#### TEXT TO READ:
# Biting mouse



## yyoung (Mar 30, 2009)

One of my mice is routinely biting me. I've not been biten before by a mouse..... a nible here and there but thats more like a tasting nibble. This is biting. The little bar stewart just bites me. It doesn't hurt as he is a baby but draws blood. He is a fuzzy but there are 3 other fuzzys and they don't bite....just him










Why is he biting me ? and what can I do ?


----------



## SarahC (Oct 3, 2008)

it's not uncommon for mice under 4 weeks old to bite.When handling hold it by the tail and transfer it to a covered arm or leg instead of the hand.Do it quick so that it doen't curl round and get you.It will attempt to bite your arm or leg but will gradually grow out of it and be like all the rest.


----------



## yyoung (Mar 30, 2009)

This little bugger is 5 weeks old and has been handled from extremely early but about a week ago it bit me for the first time and then it has attempted to bite me a couple of times since. Today was a surprise as it had been running up my arm and then ran down and bit the back of my thumb. Not wanting to over dramatise the situation as it really doesn't hurt and these mice will be staying with me so no problems for a new owner but I am just idly curious why the little demon is biting me. There were 15 babies between the 2 mums and none of the others are biting. Could he be hurting or frightened or is he just a bar stewart ?

#### DATA EXTRACT:
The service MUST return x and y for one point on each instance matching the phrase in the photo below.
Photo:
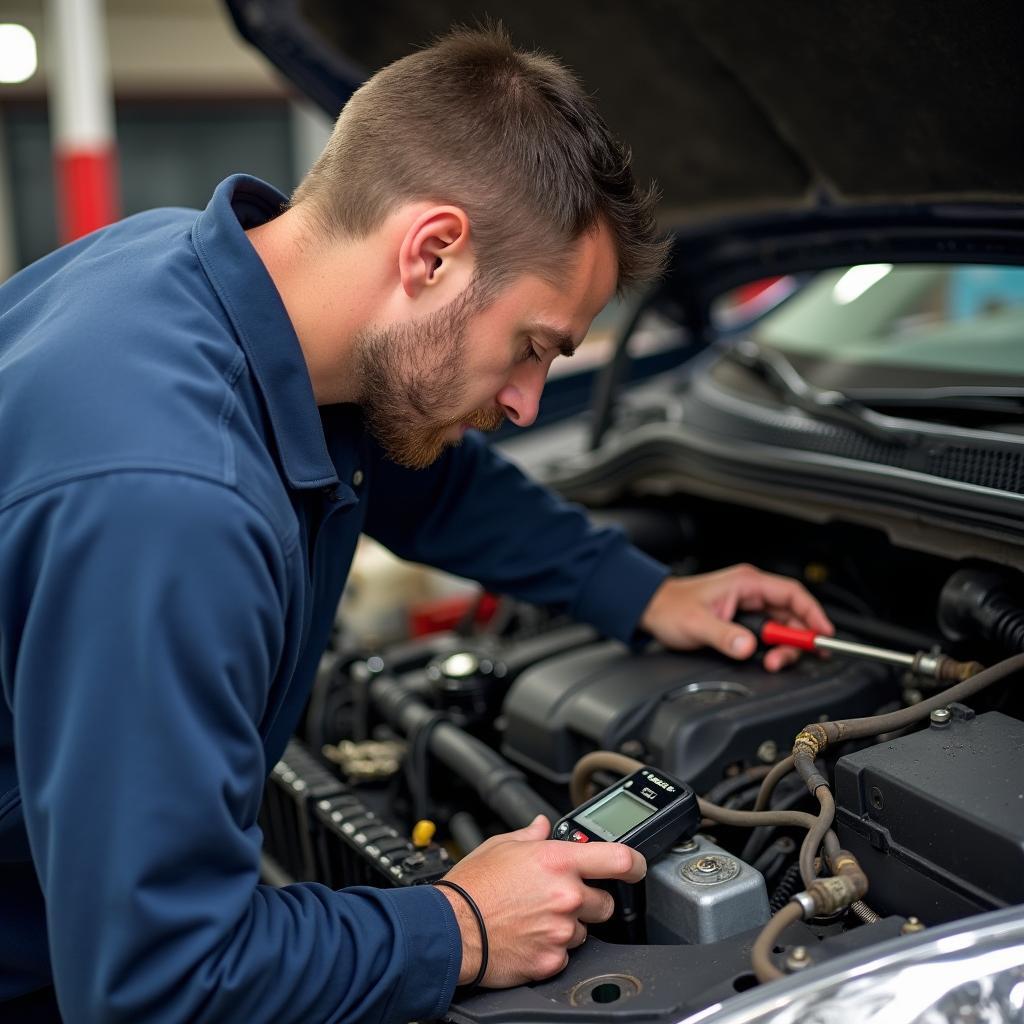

#### SHORT TASK A:
How old is the mouse that bites, according to the forum thread about the biting mouse?
#### SHORT TASK B:
Reproduce the part of the forum thread about the biting mouse starting at "Why is he biting" and ending at "all the rest.".

#### TASK RESULT A:
Five weeks old.

#### TASK RESULT B:
Why is he biting me ? and what can I do ?


----------



## SarahC (Oct 3, 2008)

it's not uncommon for mice under 4 weeks old to bite.When handling hold it by the tail and transfer it to a covered arm or leg instead of the hand.Do it quick so that it doen't curl round and get you.It will attempt to bite your arm or leg but will gradually grow out of it and be like all the rest.